==== Text

# Pocket Sundial



## norflo2norcal (Feb 14, 2013)

While searching the riverbank a couple evenings ago, I spotted this "pocket" sundial on top of the sand after high tide.  I think it is my most favorite find to date.  Does anyone have an idea as to how old this may be?  It is about 3 inches in diameter.  There is no writing on the back to clue me in.







 ~Bree


----------



## UncleBruce (Feb 14, 2013)

It is a sundial missing its GNOMON. It's not everyday you get to use GNOMON in a sentence.


----------



## Plumbata (Feb 15, 2013)

After a quick search it seems to be a pretty recent creation, definitely postwar. Others very similar are marked "Korea" on the rear, and yours seems to be made out of diecast zinc. It certainly is a cool find but more "vintage" than "antique".


----------



## epackage (Feb 15, 2013)

========
==== Data

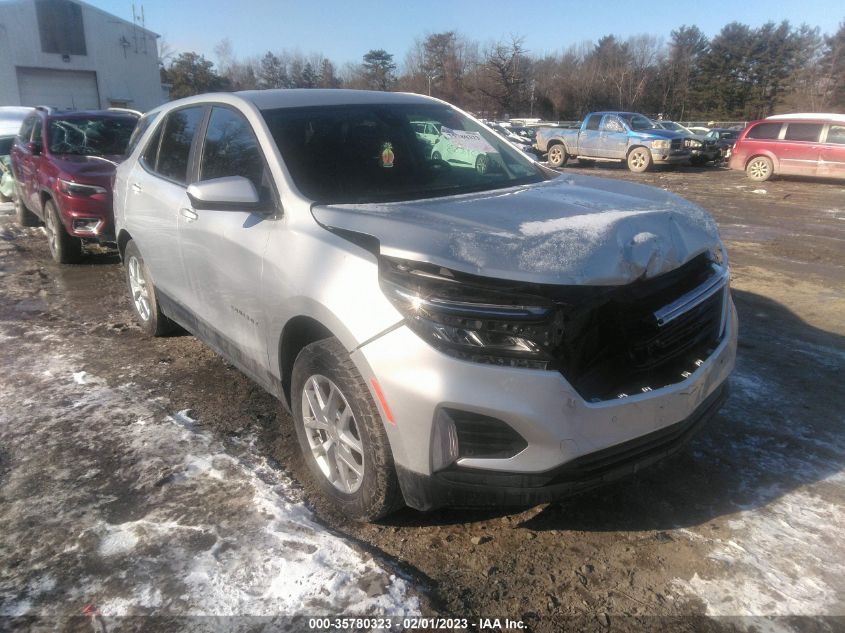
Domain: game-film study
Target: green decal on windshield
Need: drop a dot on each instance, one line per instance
(387, 156)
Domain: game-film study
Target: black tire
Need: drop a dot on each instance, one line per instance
(760, 169)
(558, 155)
(23, 215)
(482, 164)
(153, 321)
(64, 248)
(378, 492)
(639, 159)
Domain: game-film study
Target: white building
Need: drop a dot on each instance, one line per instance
(68, 54)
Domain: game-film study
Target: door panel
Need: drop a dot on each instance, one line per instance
(156, 191)
(832, 162)
(614, 138)
(800, 150)
(223, 250)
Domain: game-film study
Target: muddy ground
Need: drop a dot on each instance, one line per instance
(748, 521)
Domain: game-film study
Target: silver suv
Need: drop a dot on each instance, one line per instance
(462, 331)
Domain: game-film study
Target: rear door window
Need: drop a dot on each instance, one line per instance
(26, 129)
(231, 148)
(765, 131)
(803, 132)
(177, 138)
(836, 134)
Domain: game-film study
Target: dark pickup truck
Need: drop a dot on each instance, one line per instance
(626, 136)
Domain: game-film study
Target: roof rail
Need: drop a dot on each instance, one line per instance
(129, 110)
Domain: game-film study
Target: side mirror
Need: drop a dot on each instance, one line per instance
(232, 193)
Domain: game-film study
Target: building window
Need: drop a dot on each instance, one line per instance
(60, 27)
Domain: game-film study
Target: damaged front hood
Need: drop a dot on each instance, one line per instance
(571, 230)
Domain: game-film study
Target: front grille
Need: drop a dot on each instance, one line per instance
(618, 348)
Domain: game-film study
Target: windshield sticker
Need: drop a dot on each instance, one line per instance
(387, 155)
(471, 141)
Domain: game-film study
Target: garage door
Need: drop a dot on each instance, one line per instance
(73, 89)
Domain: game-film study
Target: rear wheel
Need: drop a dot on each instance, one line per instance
(557, 155)
(341, 434)
(142, 292)
(64, 248)
(759, 168)
(639, 159)
(24, 216)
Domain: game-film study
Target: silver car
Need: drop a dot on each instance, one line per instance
(442, 335)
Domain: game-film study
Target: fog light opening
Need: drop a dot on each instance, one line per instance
(444, 442)
(87, 225)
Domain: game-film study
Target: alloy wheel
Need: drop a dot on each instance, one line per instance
(138, 288)
(758, 169)
(333, 434)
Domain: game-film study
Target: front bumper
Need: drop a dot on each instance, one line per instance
(88, 218)
(558, 425)
(469, 487)
(670, 157)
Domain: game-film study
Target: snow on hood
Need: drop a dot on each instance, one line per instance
(570, 230)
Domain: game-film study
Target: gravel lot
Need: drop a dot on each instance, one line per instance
(133, 477)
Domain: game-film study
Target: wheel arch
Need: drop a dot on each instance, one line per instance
(763, 154)
(298, 332)
(123, 239)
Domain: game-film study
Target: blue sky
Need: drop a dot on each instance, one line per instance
(344, 30)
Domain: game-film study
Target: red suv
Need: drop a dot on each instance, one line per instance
(63, 163)
(801, 145)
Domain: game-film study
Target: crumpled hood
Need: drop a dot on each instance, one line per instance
(99, 167)
(570, 230)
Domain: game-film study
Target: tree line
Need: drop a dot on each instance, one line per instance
(741, 73)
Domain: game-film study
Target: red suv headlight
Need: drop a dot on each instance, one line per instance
(79, 190)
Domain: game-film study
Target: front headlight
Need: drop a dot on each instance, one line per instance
(472, 321)
(76, 189)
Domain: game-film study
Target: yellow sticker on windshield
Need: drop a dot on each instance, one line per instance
(387, 156)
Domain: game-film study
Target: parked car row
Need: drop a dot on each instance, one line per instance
(796, 144)
(437, 342)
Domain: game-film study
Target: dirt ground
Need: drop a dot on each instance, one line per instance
(743, 529)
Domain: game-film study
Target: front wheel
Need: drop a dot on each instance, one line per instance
(65, 249)
(142, 292)
(482, 164)
(341, 434)
(557, 156)
(639, 159)
(24, 216)
(759, 169)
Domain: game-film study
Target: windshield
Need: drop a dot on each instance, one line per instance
(677, 127)
(392, 152)
(639, 122)
(97, 136)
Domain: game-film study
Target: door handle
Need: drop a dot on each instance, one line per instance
(189, 214)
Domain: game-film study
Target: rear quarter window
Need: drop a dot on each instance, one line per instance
(765, 131)
(803, 132)
(177, 138)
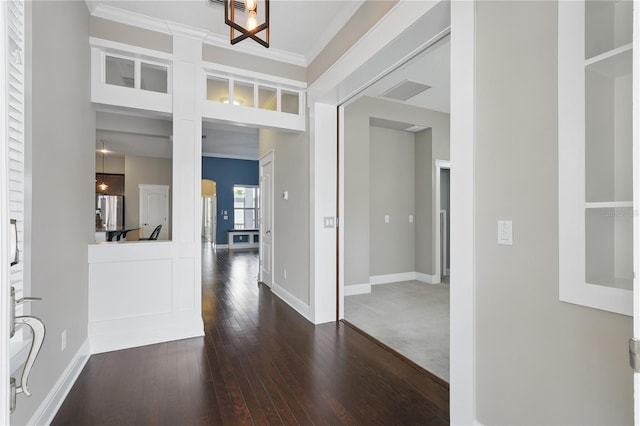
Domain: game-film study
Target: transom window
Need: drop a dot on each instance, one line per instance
(246, 209)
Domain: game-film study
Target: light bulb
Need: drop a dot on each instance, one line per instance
(252, 21)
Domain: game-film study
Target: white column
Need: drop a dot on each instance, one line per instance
(323, 179)
(187, 165)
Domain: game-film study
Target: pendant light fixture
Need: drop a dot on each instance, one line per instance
(253, 12)
(103, 186)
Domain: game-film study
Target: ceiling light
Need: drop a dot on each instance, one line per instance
(252, 14)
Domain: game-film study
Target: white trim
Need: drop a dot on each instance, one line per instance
(4, 227)
(291, 300)
(636, 198)
(392, 278)
(128, 49)
(132, 332)
(252, 76)
(51, 404)
(166, 26)
(426, 278)
(439, 165)
(257, 50)
(353, 289)
(130, 18)
(334, 27)
(231, 156)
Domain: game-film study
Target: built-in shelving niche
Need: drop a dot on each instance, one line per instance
(596, 149)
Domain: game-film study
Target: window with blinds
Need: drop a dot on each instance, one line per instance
(15, 130)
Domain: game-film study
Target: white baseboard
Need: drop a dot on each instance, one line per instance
(297, 304)
(426, 278)
(353, 289)
(392, 278)
(403, 276)
(107, 340)
(51, 404)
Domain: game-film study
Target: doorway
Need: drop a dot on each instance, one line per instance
(395, 133)
(209, 209)
(266, 218)
(154, 209)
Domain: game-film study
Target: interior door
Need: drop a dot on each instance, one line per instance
(266, 218)
(154, 210)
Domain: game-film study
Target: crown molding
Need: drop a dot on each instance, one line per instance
(173, 28)
(332, 30)
(256, 50)
(130, 18)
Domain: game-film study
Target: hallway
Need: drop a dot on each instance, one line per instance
(258, 363)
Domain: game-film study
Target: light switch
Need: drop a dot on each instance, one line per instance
(505, 232)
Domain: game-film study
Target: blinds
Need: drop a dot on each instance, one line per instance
(14, 89)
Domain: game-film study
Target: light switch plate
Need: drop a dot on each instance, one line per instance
(505, 232)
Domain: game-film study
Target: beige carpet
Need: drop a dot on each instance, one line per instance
(411, 317)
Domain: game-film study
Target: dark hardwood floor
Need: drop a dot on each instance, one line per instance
(259, 363)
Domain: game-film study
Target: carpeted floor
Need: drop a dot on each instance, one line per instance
(411, 317)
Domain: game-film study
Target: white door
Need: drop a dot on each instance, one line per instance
(266, 218)
(154, 210)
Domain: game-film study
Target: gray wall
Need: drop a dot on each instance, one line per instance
(122, 33)
(148, 171)
(430, 144)
(291, 226)
(63, 130)
(392, 182)
(425, 244)
(236, 58)
(539, 361)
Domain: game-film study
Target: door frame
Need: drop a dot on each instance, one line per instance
(166, 225)
(266, 158)
(439, 166)
(338, 86)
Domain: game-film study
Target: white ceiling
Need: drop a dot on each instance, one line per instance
(299, 29)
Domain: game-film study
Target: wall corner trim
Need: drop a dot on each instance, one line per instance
(51, 404)
(291, 300)
(354, 289)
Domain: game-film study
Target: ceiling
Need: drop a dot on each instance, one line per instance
(299, 29)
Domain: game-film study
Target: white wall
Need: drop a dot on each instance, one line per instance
(61, 161)
(425, 234)
(539, 361)
(392, 181)
(291, 226)
(431, 144)
(148, 171)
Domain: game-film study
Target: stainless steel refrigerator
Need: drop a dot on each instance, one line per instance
(110, 209)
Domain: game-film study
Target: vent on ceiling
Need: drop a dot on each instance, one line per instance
(405, 90)
(236, 4)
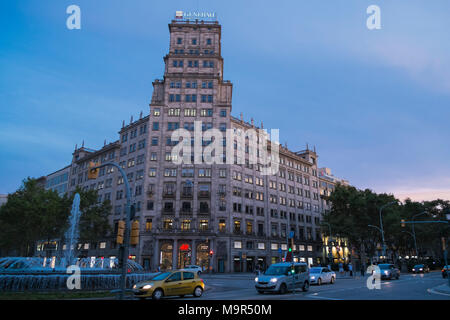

========

Task to carry out:
Transcribe the part of the sundial thread that starts at "## Plumbata (Feb" and ends at "epackage (Feb 15, 2013)".

Full solution:
## Plumbata (Feb 15, 2013)

After a quick search it seems to be a pretty recent creation, definitely postwar. Others very similar are marked "Korea" on the rear, and yours seems to be made out of diecast zinc. It certainly is a cool find but more "vintage" than "antique".


----------



## epackage (Feb 15, 2013)